阅读节选

▬▬▬▬▬▬

对于一些特殊的需求,客户端不光需要认证服务端,服务端也确保客户端也是合法的,这就需要双向认证了。
和单向认证不同的是,因为需要双向的认证合法性,所以需要生成服务端和客户端两套证书,并相互信任:
生成服务器证书
keytool -genkeypair -v -alias server -keyalg RSA -validity 3650 -keystore server.keystore -storepass 111111 -keypass 111111 -dname "CN=www.lifekeeper.top,OU=lifekeeper,O=lifekeeper,L=beijing,ST=beijing,C=cn"
导出服务器端证书
keytool -exportcert -alias server -keystore server.keystore -file server.cer -storepass 111111
将服务器端证书导入信任证书
keytool -importcert -alias serverca -keystore server_trust.keystore -file server.cer -storepass 111111
生成客户端证书
keytool -genkeypair -v -alias client -dname "CN=lifekeeper client" -keyalg RSA -validity 3650 -keypass 111111 -keystore client.p12 -storepass 111111 -storetype PKCS12
导出客户端证书
keytool -exportcert -alias client -file client.cer -keystore client.p12 -storepass 111111 -storetype PKCS12
将客户端证书导入到服务器信任证书库
keytool -importcert -alias clientca -keystore server_trust.keystore -file client.cer -storepass 111111
将 server.keystore
和 server_trust.keystore
都上传到服务器,修改 apache-tomcat-8.5.47/conf/server.xml
文件,添加以下标签:
<Connector
SSLEnabled="true"
acceptCount="100"
clientAuth="true"
truststoreFile="/home/apache-tomcat-8.5.47/conf/server_trust.keystore"
disableUploadTimeout="true"
enableLookups="true"
keystoreFile="/home/apache-tomcat-8.5.47/conf/server.keystore"
keystorePass="111111"
maxSpareThreads="75"
maxThreads="200"
minSpareThreads="5"
port="8443"
protocol="org.apache.coyote.http11.Http11NioProtocol"
scheme="https"
secure="true"
sslProtocol="TLS"
/>
重启 Tomcat
Java平台可以识别 keystore 的证书文件,而 Android 平台只识别 bks
格式的证书文件,所以我们需要将 client.p12
文件转换成 bks 格式的,下载转换工具:
解压之后,使用 java -jar portecle.jar
命令打开软件,然后按照下面的步骤执行转换:
转换过程中有可能会出错,提示:
java.security.KeyStoreException:java.io.IOException:Error initialising store of key store:
java.security.invalidKeyException:lllegal key size
这是因为
Illegal key size or default parameters 是指密钥长度受限制,
java运行时环境读到的是受限的policy文件。
policy文件位于${java_home}/jre/lib/security 目录下。
这种限制是因为美国对软件出口的控制。
解决办法如下:
jdk\jre\lib\security
目录下的相同文件然后将转换后的 client.bks
和 server.cer
文件放到 Android 项目的 assets 目录待用。

▬▬▬▬▬▬

(节选自一个合集的记录)
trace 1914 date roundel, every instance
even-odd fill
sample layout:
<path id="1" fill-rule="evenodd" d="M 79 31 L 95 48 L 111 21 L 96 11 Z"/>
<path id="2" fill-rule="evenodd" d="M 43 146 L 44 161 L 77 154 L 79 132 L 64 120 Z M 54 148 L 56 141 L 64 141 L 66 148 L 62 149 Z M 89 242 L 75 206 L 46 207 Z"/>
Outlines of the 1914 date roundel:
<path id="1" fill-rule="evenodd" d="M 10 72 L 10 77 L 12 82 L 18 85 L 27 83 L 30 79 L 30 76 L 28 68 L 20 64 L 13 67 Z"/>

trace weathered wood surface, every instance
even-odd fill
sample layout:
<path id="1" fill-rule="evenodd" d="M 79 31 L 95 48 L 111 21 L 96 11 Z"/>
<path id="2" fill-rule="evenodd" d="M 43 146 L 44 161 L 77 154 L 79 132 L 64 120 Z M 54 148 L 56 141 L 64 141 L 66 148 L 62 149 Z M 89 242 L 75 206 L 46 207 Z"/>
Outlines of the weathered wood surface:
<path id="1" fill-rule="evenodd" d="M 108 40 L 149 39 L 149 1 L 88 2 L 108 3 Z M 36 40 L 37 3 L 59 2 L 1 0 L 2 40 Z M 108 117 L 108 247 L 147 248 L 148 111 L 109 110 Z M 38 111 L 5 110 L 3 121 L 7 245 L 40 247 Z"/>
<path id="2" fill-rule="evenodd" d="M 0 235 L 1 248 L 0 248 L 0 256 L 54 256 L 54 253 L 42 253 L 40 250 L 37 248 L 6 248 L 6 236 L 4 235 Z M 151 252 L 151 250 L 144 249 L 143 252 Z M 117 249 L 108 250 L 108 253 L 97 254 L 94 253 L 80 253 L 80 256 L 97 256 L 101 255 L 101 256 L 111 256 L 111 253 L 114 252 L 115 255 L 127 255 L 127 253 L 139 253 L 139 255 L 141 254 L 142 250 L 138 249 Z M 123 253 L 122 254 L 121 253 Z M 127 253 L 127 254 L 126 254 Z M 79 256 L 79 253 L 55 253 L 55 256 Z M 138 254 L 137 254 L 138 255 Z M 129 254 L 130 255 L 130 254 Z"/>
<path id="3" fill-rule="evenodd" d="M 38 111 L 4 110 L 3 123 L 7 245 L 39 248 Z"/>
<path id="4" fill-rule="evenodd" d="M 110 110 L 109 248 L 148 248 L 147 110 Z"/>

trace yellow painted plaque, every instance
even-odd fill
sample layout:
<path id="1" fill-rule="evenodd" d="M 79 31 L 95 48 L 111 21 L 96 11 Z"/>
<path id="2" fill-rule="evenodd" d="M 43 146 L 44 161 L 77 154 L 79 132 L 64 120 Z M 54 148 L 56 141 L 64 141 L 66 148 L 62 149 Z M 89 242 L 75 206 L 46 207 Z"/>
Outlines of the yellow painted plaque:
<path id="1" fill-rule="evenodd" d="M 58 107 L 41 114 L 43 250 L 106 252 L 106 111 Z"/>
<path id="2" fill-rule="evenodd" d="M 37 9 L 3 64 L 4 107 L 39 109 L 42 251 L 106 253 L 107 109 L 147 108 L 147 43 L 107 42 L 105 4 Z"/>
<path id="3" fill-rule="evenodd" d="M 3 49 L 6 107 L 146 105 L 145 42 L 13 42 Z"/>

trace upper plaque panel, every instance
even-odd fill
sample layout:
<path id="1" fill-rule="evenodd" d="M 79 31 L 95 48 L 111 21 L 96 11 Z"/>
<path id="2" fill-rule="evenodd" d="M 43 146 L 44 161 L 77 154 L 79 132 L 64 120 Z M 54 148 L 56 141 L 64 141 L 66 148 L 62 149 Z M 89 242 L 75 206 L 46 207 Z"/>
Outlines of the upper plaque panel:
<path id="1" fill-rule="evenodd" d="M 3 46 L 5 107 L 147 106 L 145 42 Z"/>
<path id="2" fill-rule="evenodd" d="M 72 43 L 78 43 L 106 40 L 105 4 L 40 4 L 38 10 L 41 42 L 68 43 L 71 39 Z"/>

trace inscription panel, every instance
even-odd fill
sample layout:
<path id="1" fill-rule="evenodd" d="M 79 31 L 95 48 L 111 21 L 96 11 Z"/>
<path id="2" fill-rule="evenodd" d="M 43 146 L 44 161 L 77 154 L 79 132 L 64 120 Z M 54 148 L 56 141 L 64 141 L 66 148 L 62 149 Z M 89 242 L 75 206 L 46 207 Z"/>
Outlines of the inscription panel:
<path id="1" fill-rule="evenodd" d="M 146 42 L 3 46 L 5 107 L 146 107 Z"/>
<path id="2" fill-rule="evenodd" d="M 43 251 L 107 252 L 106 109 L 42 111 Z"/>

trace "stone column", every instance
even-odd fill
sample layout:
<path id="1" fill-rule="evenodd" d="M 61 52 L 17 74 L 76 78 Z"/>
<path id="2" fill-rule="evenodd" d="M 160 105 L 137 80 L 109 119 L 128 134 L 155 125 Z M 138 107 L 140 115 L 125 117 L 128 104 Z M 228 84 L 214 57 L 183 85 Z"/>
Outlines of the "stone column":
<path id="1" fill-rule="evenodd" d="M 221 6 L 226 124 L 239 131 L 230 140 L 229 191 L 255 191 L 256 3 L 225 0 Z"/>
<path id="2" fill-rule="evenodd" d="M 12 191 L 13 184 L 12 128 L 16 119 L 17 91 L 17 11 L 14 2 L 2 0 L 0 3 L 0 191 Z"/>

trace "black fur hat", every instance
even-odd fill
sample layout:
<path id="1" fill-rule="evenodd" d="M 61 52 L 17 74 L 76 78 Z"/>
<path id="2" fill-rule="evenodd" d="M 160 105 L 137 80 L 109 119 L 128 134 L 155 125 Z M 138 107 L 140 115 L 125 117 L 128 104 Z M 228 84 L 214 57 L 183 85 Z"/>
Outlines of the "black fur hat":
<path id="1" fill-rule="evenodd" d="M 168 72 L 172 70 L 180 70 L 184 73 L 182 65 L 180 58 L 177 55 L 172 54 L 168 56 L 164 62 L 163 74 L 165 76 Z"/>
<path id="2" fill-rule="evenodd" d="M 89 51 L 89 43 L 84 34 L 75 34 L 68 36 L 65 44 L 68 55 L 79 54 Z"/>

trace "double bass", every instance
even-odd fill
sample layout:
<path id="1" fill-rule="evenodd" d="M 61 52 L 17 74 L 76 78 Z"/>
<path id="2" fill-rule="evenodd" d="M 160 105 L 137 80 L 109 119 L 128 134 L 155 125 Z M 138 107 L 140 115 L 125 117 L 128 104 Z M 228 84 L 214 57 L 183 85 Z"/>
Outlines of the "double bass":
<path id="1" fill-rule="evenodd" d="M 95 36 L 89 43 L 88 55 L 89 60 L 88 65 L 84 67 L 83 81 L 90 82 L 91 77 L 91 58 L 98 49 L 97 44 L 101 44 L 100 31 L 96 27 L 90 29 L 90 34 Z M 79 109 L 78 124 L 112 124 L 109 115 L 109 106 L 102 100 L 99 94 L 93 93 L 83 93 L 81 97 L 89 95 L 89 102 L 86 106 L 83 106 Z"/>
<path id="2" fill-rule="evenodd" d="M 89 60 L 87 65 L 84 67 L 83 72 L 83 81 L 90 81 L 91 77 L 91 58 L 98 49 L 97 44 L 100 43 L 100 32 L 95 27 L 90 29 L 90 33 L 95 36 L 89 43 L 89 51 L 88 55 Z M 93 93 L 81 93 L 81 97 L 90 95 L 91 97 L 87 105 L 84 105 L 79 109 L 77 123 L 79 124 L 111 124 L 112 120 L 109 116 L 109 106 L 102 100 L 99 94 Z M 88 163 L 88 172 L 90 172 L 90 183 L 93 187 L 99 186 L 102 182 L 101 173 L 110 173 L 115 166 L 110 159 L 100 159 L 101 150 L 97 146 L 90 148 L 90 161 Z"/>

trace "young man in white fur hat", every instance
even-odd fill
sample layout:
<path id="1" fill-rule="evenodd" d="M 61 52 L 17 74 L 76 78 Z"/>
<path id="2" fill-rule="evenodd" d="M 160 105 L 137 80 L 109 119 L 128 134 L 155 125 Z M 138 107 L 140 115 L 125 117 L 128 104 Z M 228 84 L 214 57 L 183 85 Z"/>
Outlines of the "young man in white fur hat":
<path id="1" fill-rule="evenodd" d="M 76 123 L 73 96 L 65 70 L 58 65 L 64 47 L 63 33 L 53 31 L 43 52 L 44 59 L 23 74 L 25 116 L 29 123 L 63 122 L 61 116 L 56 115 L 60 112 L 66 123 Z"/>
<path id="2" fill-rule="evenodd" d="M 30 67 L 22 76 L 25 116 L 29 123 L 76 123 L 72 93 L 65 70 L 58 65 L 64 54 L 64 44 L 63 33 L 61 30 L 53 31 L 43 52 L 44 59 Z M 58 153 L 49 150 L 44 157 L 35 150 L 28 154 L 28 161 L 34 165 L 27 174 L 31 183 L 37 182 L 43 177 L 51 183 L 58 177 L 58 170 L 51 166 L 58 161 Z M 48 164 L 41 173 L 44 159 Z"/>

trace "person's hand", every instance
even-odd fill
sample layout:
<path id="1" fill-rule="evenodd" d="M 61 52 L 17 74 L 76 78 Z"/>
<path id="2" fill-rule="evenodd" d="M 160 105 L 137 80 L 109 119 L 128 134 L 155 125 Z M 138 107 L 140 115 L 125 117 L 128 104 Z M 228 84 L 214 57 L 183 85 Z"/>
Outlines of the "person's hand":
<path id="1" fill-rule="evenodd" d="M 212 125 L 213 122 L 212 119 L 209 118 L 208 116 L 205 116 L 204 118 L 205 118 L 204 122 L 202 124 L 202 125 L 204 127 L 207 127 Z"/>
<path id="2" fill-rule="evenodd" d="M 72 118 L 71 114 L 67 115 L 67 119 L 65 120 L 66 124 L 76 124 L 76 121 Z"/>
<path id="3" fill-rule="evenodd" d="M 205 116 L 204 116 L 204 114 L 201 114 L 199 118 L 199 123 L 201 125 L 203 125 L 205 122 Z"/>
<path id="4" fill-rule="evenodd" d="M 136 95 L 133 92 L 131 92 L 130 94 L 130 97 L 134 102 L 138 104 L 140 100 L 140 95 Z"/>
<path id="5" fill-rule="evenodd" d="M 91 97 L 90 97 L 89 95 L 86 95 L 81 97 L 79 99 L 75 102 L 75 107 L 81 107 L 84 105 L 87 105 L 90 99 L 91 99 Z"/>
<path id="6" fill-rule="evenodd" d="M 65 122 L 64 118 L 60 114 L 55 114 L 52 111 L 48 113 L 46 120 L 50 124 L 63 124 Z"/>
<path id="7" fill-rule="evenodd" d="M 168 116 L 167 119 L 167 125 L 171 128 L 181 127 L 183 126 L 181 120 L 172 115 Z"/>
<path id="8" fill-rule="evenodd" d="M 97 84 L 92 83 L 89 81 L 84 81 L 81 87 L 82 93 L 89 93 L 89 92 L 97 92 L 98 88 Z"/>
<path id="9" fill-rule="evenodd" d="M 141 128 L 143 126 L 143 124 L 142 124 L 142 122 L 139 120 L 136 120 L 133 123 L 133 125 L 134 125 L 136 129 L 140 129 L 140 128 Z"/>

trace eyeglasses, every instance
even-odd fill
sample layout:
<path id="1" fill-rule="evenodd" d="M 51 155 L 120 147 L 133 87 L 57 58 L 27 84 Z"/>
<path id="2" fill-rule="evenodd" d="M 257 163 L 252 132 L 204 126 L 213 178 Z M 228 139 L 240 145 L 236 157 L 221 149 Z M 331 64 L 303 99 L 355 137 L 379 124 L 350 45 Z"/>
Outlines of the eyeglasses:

▬▬▬▬▬▬

简短题目 A
从列表中含有“trace eyeglasses, every instance”的那一行开始,到列表最后一行为止,重新写出这些行。其中的“eyeglasses”全部替换为“sunglasses”,其余内容不变。
简短题目 B
续写这篇讲双向认证配置的文字,接在它的最后一句后面往下写。

练习答案 A
trace sunglasses, every instance
even-odd fill
sample layout:
<path id="1" fill-rule="evenodd" d="M 51 155 L 120 147 L 133 87 L 57 58 L 27 84 Z"/>
<path id="2" fill-rule="evenodd" d="M 257 163 L 252 132 L 204 126 L 213 178 Z M 228 139 L 240 145 L 236 157 L 221 149 Z M 331 64 L 303 99 L 355 137 L 379 124 L 350 45 Z"/>
Outlines of the sunglasses:

练习答案 B
Android 代码:
工具类:
HttpsSSLParams.kt
import javax.net.ssl.SSLSocketFactory
import javax.net.ssl.X509TrustManager
class HttpsSSLParams {
var sSLSocketFactory: SSLSocketFactory? = null
var trustManager: X509TrustManager? = null
}
HttpsTrustManager.kt
import java.security.KeyStore
import java.security.cert.CertificateException
import java.security.cert.X509Certificate
import javax.net.ssl.TrustManager
import javax.net.ssl.TrustManagerFactory
import javax.net.ssl.X509TrustManager
class HttpsTrustManager(localTrustManager: X509TrustManager) : X509TrustManager {
private var defaultTrustManager: X509TrustManager? = null
private var localTrustManager: X509TrustManager? = localTrustManager
init {
val var4 = TrustManagerFactory.getInstance(TrustManagerFactory.getDefaultAlgorithm())
var4.init(null as KeyStore?)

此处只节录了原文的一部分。